[Your tasks]
1 - In the text about Jason, what does Jason get at Dunkin Donuts every Friday morning?
2 - Reproduce the part of the text about Jason that begins with "Today Jason started" and ends with "yellow soccer ball.".

[[ Exercise text, beginning ]]

Today Jason started playing soccer on the "Side Kicks" team in Oceanside. Yesterday, we went and bought him Adidas sneakers to fit over his braces, long soccer socks, and a number three yellow soccer ball.  
We arrive at the soccer field today, and as we step foot on the field fear, disappointment, and heartache pierced me.  A day, I was so excited for was corrupted by my expectations and emotions. We pushed Jason on the field, prying him from my leg, and bribing him with cookies, grapes, and ice cream in order for him to attempt to play this game with 13 other kids.  It became obviously clear that he was different.  Holding back tears of sadness and fear for what is to come in the future for my son as he enters this new stage in his life where children and adults will continue to see him as being different due to his lack of coordination and balance and his silenced voice. I became a woman filled with thoughts that I was not comfortable with.  So, I stopped.  I stopped the racing thoughts of deterioration. I stopped the distorted vision I was observing my son through, and I stopped.  I stood in front of my boy and the man I love and felt proud and blessed.  I realized that I am blessed because my son had both of his parents on the field playing with him.  He has a mom and a dad that both cheer for him.  It became clear that I was seeing this picture of my life with the wrong eyes.  Almost five years ago, the idea of my son playing soccer wasn't even something we ever imagined would or could happen.  He may not run as fast as the other kids.  He may not be able to dribble the soccer ball, but he can walk, he can run, and he is on the “Side Kicks” soccer team.  Once I understood that it wasn't about my expectations, I saw the miracle that I have been blessed with for four years now.


On Friday Morning

Every Friday morning, I take Jason in his red wagon and we walk to Dunkin Donuts to get him three munchkins. Every Friday morning at Dunkin Donuts, people always look at Jason. They see a boy using sign language, wearing braces on his legs, and not able to walk yet. I always was defensive inside, because I didn't want people to look and pity him or me. Today, I realized something. One woman asked kindly about his braces and wished me luck; another woman commented on how adorable Jason is, and then there was this man. He was mesmerized by Jason. He watched him as he ate his chocolate glazed doughnut, he walked passed him and asked him for a high-five, and couldn't leave without touching him once more. He was a warm man; a kind man. My realization was this... people aren't pitying my son; they aren't feeling sorry for him; they are humbled by him. My son reminds them of strength, determination, courage, and perseverance. My son illuminates people's soul.

[[ Exercise text, end ]]
[[ Material supplied, beginning ]]

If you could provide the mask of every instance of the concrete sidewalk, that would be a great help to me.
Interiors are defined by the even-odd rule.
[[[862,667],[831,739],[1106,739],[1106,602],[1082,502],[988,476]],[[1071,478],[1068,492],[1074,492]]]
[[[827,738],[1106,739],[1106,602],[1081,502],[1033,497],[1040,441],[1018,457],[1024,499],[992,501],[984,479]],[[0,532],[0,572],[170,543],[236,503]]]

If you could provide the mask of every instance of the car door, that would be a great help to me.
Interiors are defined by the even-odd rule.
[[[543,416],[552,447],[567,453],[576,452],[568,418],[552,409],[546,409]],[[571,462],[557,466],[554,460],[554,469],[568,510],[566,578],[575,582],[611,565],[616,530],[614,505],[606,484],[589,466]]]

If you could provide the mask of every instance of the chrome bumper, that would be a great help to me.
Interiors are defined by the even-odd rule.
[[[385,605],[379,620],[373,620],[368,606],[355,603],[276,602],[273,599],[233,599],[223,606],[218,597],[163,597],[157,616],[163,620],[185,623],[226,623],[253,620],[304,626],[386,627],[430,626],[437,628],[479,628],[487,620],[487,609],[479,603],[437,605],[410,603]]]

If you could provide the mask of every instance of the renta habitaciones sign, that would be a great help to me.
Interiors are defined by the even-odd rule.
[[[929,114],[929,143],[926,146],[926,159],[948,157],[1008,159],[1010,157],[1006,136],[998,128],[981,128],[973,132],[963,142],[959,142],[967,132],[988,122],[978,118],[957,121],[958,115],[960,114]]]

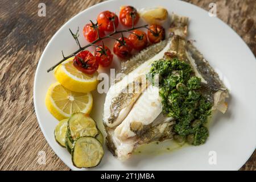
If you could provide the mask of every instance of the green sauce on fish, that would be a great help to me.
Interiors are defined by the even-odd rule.
[[[163,112],[176,121],[174,139],[194,146],[204,144],[209,136],[205,124],[212,103],[200,92],[201,78],[193,76],[191,66],[177,59],[161,59],[152,64],[149,74],[150,78],[159,75]]]

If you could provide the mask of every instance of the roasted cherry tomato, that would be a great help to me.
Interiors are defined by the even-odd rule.
[[[139,15],[137,10],[130,6],[121,7],[119,18],[122,24],[125,26],[131,27],[133,26],[133,16],[134,25],[135,25],[139,19]]]
[[[120,38],[119,41],[115,41],[114,45],[113,52],[121,58],[127,58],[131,55],[133,49],[133,44],[131,41],[126,38]]]
[[[131,42],[133,48],[136,50],[142,50],[147,46],[147,34],[142,31],[134,30],[128,39]]]
[[[147,30],[147,37],[151,43],[157,43],[164,39],[164,29],[158,24],[152,24]]]
[[[101,26],[103,30],[111,32],[114,31],[114,21],[115,28],[118,26],[118,18],[114,13],[109,11],[101,12],[97,18],[99,26]]]
[[[92,75],[98,68],[98,57],[88,51],[82,51],[77,53],[73,60],[73,64],[78,70],[84,73]]]
[[[101,26],[98,26],[98,32],[100,37],[105,36],[105,32]],[[85,24],[83,30],[84,36],[89,42],[93,42],[98,39],[98,34],[96,27],[93,27],[92,23]]]
[[[113,55],[106,46],[98,46],[95,50],[94,56],[100,57],[98,63],[103,67],[108,67],[112,63]]]

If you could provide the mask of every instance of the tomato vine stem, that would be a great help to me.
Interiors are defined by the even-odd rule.
[[[98,38],[96,40],[95,40],[94,41],[93,41],[93,42],[92,42],[92,43],[89,43],[89,44],[87,44],[87,45],[86,45],[86,46],[85,46],[84,47],[81,47],[81,46],[80,43],[79,42],[79,40],[78,39],[78,37],[79,37],[78,33],[79,33],[79,27],[78,28],[76,34],[73,33],[72,31],[71,31],[71,30],[70,28],[69,28],[71,35],[72,35],[73,38],[74,38],[75,40],[76,41],[76,43],[78,45],[79,48],[77,51],[76,51],[75,52],[73,52],[72,53],[71,53],[69,55],[67,56],[64,56],[64,53],[63,53],[63,51],[61,51],[62,56],[63,57],[63,59],[61,60],[60,60],[60,61],[59,61],[57,64],[56,64],[55,65],[54,65],[53,66],[52,66],[52,67],[49,68],[47,70],[47,72],[50,72],[51,71],[53,71],[54,69],[54,68],[57,67],[59,64],[61,64],[63,62],[64,62],[64,61],[65,61],[68,59],[74,56],[74,55],[76,55],[79,52],[80,52],[85,49],[86,48],[88,48],[88,47],[89,47],[90,46],[94,46],[94,44],[97,43],[98,42],[100,42],[101,40],[102,40],[104,39],[108,39],[108,38],[114,38],[112,36],[112,35],[115,35],[115,34],[123,33],[123,32],[130,32],[130,33],[131,33],[130,31],[132,31],[132,30],[135,30],[135,29],[138,29],[138,28],[147,28],[147,27],[148,26],[148,24],[145,24],[145,25],[139,26],[139,27],[134,27],[134,26],[133,26],[131,28],[129,28],[129,29],[127,29],[127,30],[122,30],[118,31],[116,29],[115,24],[114,23],[113,23],[113,24],[114,24],[114,31],[112,33],[109,34],[109,35],[106,35],[105,36],[104,36],[104,37],[102,37],[102,38],[101,38],[99,36],[100,35],[98,34],[98,27],[97,27],[97,26],[96,26],[97,34],[98,34]],[[96,24],[97,25],[97,23],[96,23]],[[115,38],[115,39],[117,39]]]

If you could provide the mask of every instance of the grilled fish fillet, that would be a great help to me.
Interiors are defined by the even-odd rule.
[[[107,93],[103,117],[108,133],[106,144],[118,159],[129,159],[141,144],[171,139],[174,134],[175,121],[163,115],[158,89],[142,81],[155,60],[177,57],[189,63],[195,76],[201,78],[201,92],[214,104],[213,110],[222,113],[226,110],[227,89],[203,55],[185,39],[188,18],[173,14],[172,19],[170,38],[123,63],[120,73],[125,76],[117,79]],[[137,89],[135,85],[138,85]],[[126,92],[127,90],[133,92]]]

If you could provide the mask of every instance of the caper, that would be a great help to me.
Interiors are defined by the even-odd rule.
[[[200,121],[199,119],[194,120],[191,123],[191,126],[193,128],[199,127],[200,125],[201,125],[201,121]]]
[[[188,142],[189,144],[192,144],[194,142],[194,135],[193,134],[189,134],[188,136],[187,136],[187,142]]]
[[[176,89],[179,92],[183,92],[185,90],[185,88],[186,88],[185,85],[183,83],[178,83],[176,85]]]
[[[174,136],[174,138],[175,140],[176,140],[179,143],[182,143],[184,140],[184,137],[179,135],[175,135]]]

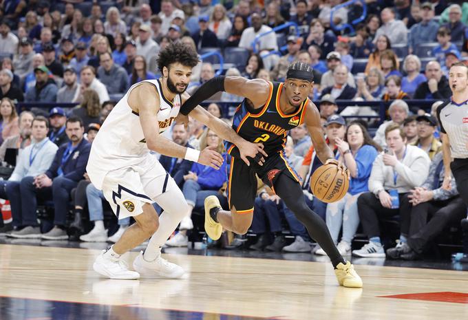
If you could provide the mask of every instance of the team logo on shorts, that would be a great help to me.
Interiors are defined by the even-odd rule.
[[[123,204],[129,212],[133,212],[135,210],[135,205],[131,201],[124,201]]]

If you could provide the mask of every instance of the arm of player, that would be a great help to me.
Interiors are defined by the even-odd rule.
[[[159,134],[158,111],[160,101],[153,85],[142,83],[132,89],[129,95],[128,103],[130,107],[140,115],[140,123],[148,149],[169,157],[187,158],[187,150],[190,148],[180,146]],[[217,152],[204,149],[200,152],[196,161],[219,169],[223,158]]]

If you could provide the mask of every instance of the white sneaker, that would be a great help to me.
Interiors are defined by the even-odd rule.
[[[107,231],[94,228],[89,233],[80,235],[80,240],[85,242],[106,242],[107,241]]]
[[[351,254],[351,246],[345,241],[340,241],[337,246],[339,254],[341,255],[349,255]]]
[[[180,232],[166,242],[166,245],[169,246],[187,246],[187,244],[189,237]]]
[[[131,271],[128,265],[123,260],[112,261],[104,257],[103,250],[100,255],[96,258],[93,264],[93,269],[96,273],[110,279],[120,279],[122,280],[132,280],[140,278],[138,273]]]
[[[142,277],[178,279],[184,275],[182,267],[168,262],[160,255],[152,262],[147,262],[143,258],[143,251],[134,261],[134,268]]]
[[[116,233],[107,238],[107,242],[112,242],[114,244],[117,242],[119,239],[120,239],[120,237],[122,237],[122,235],[123,235],[123,233],[125,232],[125,230],[127,230],[126,226],[120,227]]]
[[[193,222],[190,217],[185,217],[180,222],[179,230],[192,230],[193,228]]]

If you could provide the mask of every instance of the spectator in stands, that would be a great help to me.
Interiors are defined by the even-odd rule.
[[[370,138],[368,131],[360,122],[350,124],[345,140],[337,139],[337,145],[342,161],[350,170],[350,188],[341,200],[327,204],[326,223],[332,239],[338,244],[341,255],[351,253],[351,241],[359,225],[357,199],[361,194],[369,191],[368,182],[372,169],[372,163],[381,151]],[[340,229],[343,228],[341,240],[338,242]],[[316,255],[326,255],[323,249]]]
[[[398,71],[398,57],[392,50],[383,51],[380,53],[379,58],[381,70],[385,78],[390,76],[396,76],[400,78],[402,76]]]
[[[19,42],[18,37],[11,32],[7,20],[0,21],[0,52],[15,54]]]
[[[143,56],[136,56],[134,63],[134,70],[129,76],[127,87],[130,87],[136,83],[143,80],[153,80],[156,78],[154,74],[147,71],[146,60]]]
[[[109,100],[109,93],[105,85],[103,84],[99,80],[96,78],[96,71],[91,65],[87,65],[81,69],[81,94],[83,94],[86,89],[92,89],[99,96],[99,101],[100,103],[104,101]],[[83,101],[81,98],[79,100]],[[91,121],[96,122],[96,121]]]
[[[26,75],[32,71],[34,55],[31,41],[25,37],[21,38],[19,41],[19,54],[13,59],[13,67],[21,82],[23,81]]]
[[[437,42],[439,45],[432,49],[432,56],[437,59],[442,68],[445,67],[445,54],[447,52],[454,53],[457,58],[461,58],[458,48],[450,42],[450,30],[447,27],[439,28],[437,30]]]
[[[369,192],[361,194],[357,200],[361,223],[369,238],[368,244],[352,251],[357,257],[385,257],[379,228],[379,222],[385,217],[399,215],[400,240],[406,242],[410,221],[403,220],[401,213],[410,209],[410,191],[421,185],[429,172],[429,157],[421,149],[405,145],[406,137],[400,125],[385,129],[385,140],[389,149],[374,162]]]
[[[410,191],[408,198],[413,206],[401,211],[403,219],[410,222],[408,237],[405,242],[387,250],[389,257],[403,260],[421,259],[429,242],[440,234],[446,226],[458,224],[466,217],[466,206],[458,196],[455,180],[451,181],[449,190],[442,187],[443,160],[442,152],[436,155],[426,181]]]
[[[72,109],[70,118],[79,118],[87,127],[90,123],[99,123],[100,112],[100,104],[97,92],[92,89],[85,89],[83,92],[81,104]]]
[[[5,139],[0,147],[0,161],[5,161],[5,155],[8,149],[17,149],[22,152],[24,148],[31,144],[31,126],[34,118],[34,115],[31,111],[23,111],[21,113],[18,119],[19,134]],[[18,154],[21,152],[18,152]],[[19,164],[17,161],[17,164]],[[1,186],[0,189],[1,189]],[[1,224],[1,219],[0,219]]]
[[[36,194],[28,191],[32,187],[36,189],[36,185],[33,184],[35,178],[50,167],[58,149],[47,138],[48,127],[47,118],[41,116],[34,118],[31,131],[32,143],[20,153],[14,171],[6,184],[13,226],[24,226],[21,231],[14,231],[10,235],[12,237],[41,237],[36,213]],[[48,194],[41,193],[42,195],[50,197],[50,191]]]
[[[448,8],[449,23],[443,25],[450,30],[451,41],[461,42],[467,26],[462,22],[462,8],[458,4],[452,4]]]
[[[406,144],[414,145],[418,140],[418,122],[416,116],[410,116],[403,120],[403,132],[406,136]]]
[[[346,83],[349,75],[348,67],[343,64],[338,65],[333,70],[334,85],[323,89],[322,94],[331,94],[336,100],[352,100],[357,92]]]
[[[321,59],[325,59],[328,54],[334,50],[334,43],[337,37],[333,34],[325,32],[323,23],[315,19],[310,23],[309,34],[302,43],[301,49],[308,50],[312,45],[317,45],[321,50]]]
[[[44,63],[50,73],[59,78],[63,78],[63,65],[55,58],[55,48],[52,43],[43,45]]]
[[[442,151],[442,142],[434,136],[437,129],[437,119],[429,114],[418,116],[416,118],[418,128],[418,140],[411,144],[425,151],[432,160]]]
[[[334,85],[334,76],[333,72],[337,66],[341,64],[341,55],[336,51],[332,51],[327,55],[327,67],[328,71],[325,72],[321,77],[320,81],[320,87],[326,88],[328,87],[332,87]],[[350,72],[348,73],[348,78],[346,83],[350,87],[355,87],[354,78]]]
[[[301,44],[298,43],[298,40],[295,36],[289,36],[288,37],[286,41],[288,53],[279,58],[278,63],[270,72],[270,76],[275,81],[284,81],[286,77],[286,72],[289,65],[297,58],[297,52],[299,52],[301,48]]]
[[[374,43],[376,43],[379,37],[385,34],[388,37],[392,45],[400,43],[406,44],[407,42],[407,32],[406,25],[401,20],[395,19],[395,12],[391,8],[385,8],[381,12],[382,26],[375,34]]]
[[[143,56],[149,63],[151,56],[159,52],[159,45],[151,39],[151,30],[149,25],[141,25],[138,32],[139,37],[136,41],[136,54]]]
[[[98,69],[99,80],[106,86],[107,92],[123,94],[129,84],[129,77],[124,68],[114,62],[112,55],[105,52],[99,56],[100,67]]]
[[[382,123],[377,129],[374,136],[374,141],[382,148],[387,147],[387,139],[385,138],[385,130],[389,125],[396,123],[401,125],[403,120],[408,116],[410,108],[408,105],[403,100],[395,100],[392,103],[388,108],[388,114],[390,116],[390,120]]]
[[[410,54],[403,61],[403,71],[406,74],[401,80],[401,89],[412,97],[418,86],[426,81],[426,77],[421,73],[421,62],[418,56]]]
[[[213,8],[208,28],[220,40],[224,41],[229,36],[233,24],[228,18],[226,8],[223,5],[218,3]]]
[[[49,122],[50,128],[47,136],[49,140],[60,147],[69,141],[68,136],[65,132],[65,125],[67,117],[65,111],[61,107],[56,107],[50,109],[49,112]]]
[[[356,98],[361,98],[365,101],[379,100],[383,95],[383,74],[378,68],[370,68],[364,78],[359,77],[357,81],[357,93]]]
[[[13,74],[8,69],[0,71],[0,99],[8,98],[15,103],[23,102],[24,96],[23,92],[18,87],[13,86]]]
[[[438,23],[434,18],[434,9],[429,2],[421,4],[421,22],[415,24],[410,30],[408,51],[413,53],[420,43],[434,42],[436,39]]]
[[[0,116],[1,116],[0,120],[0,129],[1,130],[0,144],[1,144],[7,138],[19,134],[17,109],[14,103],[8,98],[3,98],[0,100]]]
[[[233,23],[233,28],[231,30],[231,34],[228,36],[226,42],[226,47],[237,47],[239,42],[242,36],[244,30],[248,27],[247,19],[240,15],[234,17],[234,22]]]
[[[26,102],[54,103],[57,98],[58,88],[54,79],[49,77],[50,71],[45,65],[34,68],[36,85],[26,92]]]
[[[385,79],[385,94],[382,100],[387,102],[392,100],[407,100],[410,98],[406,92],[401,91],[401,78],[390,76]]]
[[[194,163],[189,173],[184,175],[184,186],[182,193],[189,204],[189,211],[187,217],[180,222],[179,233],[167,242],[170,246],[184,246],[187,245],[188,237],[187,231],[193,228],[193,223],[191,219],[192,211],[195,208],[202,208],[204,199],[209,195],[216,195],[219,190],[226,183],[226,166],[227,153],[224,149],[223,140],[214,131],[205,129],[200,142],[200,150],[205,147],[213,148],[222,153],[224,161],[219,170],[211,167]]]
[[[104,23],[104,32],[107,34],[112,35],[114,38],[119,33],[127,32],[127,24],[120,19],[120,14],[116,7],[112,6],[107,9]]]
[[[449,81],[442,74],[438,62],[427,63],[425,74],[427,81],[418,86],[414,93],[415,99],[447,99],[451,96]]]

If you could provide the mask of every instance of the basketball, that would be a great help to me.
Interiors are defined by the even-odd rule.
[[[346,175],[331,163],[319,167],[310,177],[312,193],[323,202],[339,200],[345,196],[349,186]]]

[[ Material supplied, end ]]

[Activity answers]
1 - Three munchkins.

2 -
Today Jason started playing soccer on the "Side Kicks" team in Oceanside. Yesterday, we went and bought him Adidas sneakers to fit over his braces, long soccer socks, and a number three yellow soccer ball.